Work required
How many lines in the data below contain the string "fill", counting case as significant? Reply with the number only.

Data to process
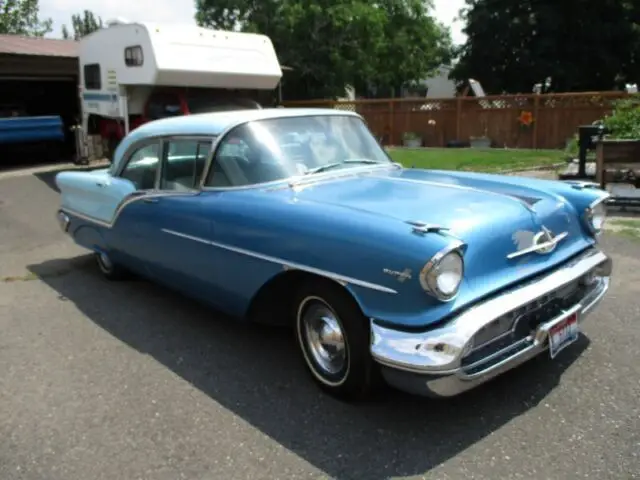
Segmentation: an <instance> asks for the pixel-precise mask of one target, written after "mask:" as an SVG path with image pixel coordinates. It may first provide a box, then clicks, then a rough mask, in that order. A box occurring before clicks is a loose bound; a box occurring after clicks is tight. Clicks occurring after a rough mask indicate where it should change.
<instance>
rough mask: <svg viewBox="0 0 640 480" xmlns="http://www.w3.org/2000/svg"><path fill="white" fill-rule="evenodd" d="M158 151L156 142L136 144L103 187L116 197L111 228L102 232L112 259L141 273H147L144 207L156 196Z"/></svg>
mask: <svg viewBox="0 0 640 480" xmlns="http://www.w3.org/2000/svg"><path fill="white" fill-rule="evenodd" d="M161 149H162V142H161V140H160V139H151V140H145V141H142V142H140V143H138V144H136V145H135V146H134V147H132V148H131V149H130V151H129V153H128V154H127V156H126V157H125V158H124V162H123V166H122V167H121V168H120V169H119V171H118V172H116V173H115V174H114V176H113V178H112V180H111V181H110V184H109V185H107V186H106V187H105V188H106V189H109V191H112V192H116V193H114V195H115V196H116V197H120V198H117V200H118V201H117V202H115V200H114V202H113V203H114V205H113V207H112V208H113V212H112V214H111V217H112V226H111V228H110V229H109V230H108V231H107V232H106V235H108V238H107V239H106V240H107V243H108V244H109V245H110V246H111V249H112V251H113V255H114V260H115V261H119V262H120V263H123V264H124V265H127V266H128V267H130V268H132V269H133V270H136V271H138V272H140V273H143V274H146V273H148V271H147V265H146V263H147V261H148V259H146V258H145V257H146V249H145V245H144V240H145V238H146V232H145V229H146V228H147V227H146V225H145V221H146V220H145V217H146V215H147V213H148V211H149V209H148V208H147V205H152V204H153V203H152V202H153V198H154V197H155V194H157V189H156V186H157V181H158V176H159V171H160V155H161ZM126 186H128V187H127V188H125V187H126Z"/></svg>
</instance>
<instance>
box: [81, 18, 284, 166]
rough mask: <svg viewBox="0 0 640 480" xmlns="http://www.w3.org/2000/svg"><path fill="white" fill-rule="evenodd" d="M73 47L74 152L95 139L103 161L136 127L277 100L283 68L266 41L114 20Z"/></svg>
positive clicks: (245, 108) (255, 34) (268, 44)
==
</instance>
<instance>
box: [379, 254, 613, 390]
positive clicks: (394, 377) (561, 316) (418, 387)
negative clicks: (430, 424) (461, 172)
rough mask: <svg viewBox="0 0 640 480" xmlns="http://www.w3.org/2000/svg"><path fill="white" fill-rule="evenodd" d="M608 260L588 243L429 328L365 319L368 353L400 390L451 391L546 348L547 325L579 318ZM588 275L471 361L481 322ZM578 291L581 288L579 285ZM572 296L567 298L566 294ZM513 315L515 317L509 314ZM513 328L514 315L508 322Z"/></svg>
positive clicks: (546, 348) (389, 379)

Result for this task
4